Count the lines in the items below that contain the string "green", matching case exactly. Give only the number.

_Data supplied:_
####

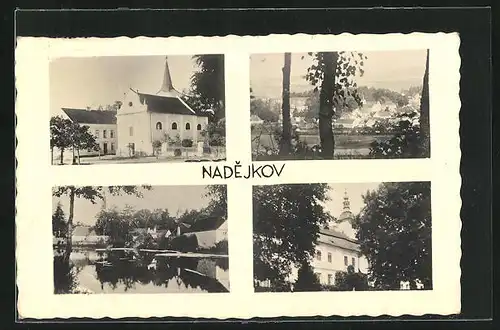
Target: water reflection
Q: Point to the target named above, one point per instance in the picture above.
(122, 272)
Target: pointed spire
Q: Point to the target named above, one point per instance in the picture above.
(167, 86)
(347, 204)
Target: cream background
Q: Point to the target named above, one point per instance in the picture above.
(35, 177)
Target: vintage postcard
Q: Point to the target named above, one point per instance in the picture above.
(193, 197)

####

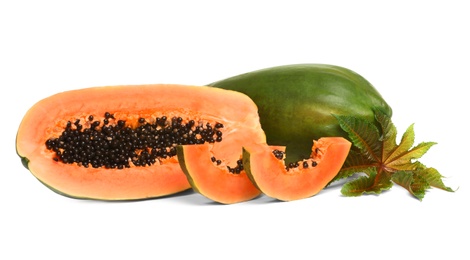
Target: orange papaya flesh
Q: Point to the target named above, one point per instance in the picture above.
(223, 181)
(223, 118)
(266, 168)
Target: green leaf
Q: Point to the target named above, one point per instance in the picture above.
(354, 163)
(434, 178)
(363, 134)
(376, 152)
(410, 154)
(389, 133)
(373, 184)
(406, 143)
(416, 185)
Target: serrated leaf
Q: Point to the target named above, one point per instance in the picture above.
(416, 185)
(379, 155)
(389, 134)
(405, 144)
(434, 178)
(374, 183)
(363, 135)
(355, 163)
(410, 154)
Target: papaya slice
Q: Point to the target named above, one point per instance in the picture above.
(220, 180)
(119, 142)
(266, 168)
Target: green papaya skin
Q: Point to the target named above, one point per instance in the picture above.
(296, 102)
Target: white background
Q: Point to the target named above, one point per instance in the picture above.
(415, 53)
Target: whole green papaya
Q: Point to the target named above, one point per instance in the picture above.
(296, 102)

####

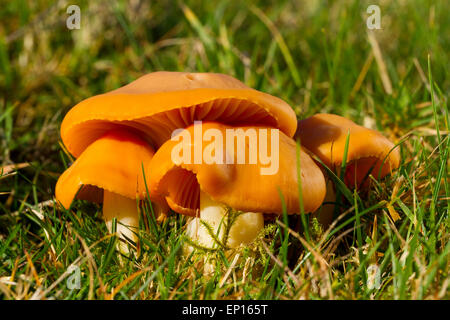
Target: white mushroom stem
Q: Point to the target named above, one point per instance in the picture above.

####

_Exercise solution:_ 3